===== EXTRACTED DATA =====

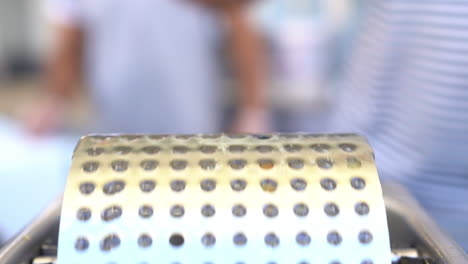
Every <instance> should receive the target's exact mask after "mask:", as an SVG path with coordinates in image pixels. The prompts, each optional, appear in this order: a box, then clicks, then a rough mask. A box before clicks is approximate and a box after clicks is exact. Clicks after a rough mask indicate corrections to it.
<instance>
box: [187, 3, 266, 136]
mask: <svg viewBox="0 0 468 264" xmlns="http://www.w3.org/2000/svg"><path fill="white" fill-rule="evenodd" d="M191 1H193V2H197V3H199V4H202V5H205V6H207V7H209V8H213V9H215V10H217V11H219V12H220V13H221V14H222V15H223V16H224V18H225V20H226V22H227V28H228V32H227V33H228V36H227V39H228V46H229V47H228V51H229V53H230V54H229V55H230V57H231V59H232V62H233V63H232V64H233V68H234V71H235V74H236V77H237V81H238V84H239V89H238V98H239V104H238V107H239V108H238V112H237V115H236V118H235V120H234V124H233V126H232V130H233V131H234V132H249V133H260V132H266V131H267V130H269V127H268V125H269V122H268V121H269V120H268V114H267V102H266V95H265V69H264V66H265V65H264V64H263V63H264V60H263V59H264V58H263V48H262V47H263V45H262V43H261V40H260V36H259V35H258V34H257V32H255V30H254V28H253V27H252V26H251V25H250V24H249V20H248V18H247V15H246V10H245V9H246V8H247V6H248V5H249V3H250V2H251V0H191Z"/></svg>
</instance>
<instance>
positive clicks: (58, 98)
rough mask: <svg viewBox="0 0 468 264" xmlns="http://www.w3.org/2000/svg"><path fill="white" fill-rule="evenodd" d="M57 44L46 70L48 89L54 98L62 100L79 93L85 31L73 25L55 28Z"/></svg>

=====

AIM OF THE EXERCISE:
Only the lines of the data holding the string "instance" are wanted; copy each of them.

TASK RESPONSE:
Every <instance> should receive the target's exact mask after "mask:", as an SVG path with coordinates in image pixels. The prompts, each optional, appear in this order: a box, then clicks, then a rough mask. A box before clicks is approximate and a box after clicks is exact. Clicks after a rough mask indicate corrections to it.
<instance>
</instance>
<instance>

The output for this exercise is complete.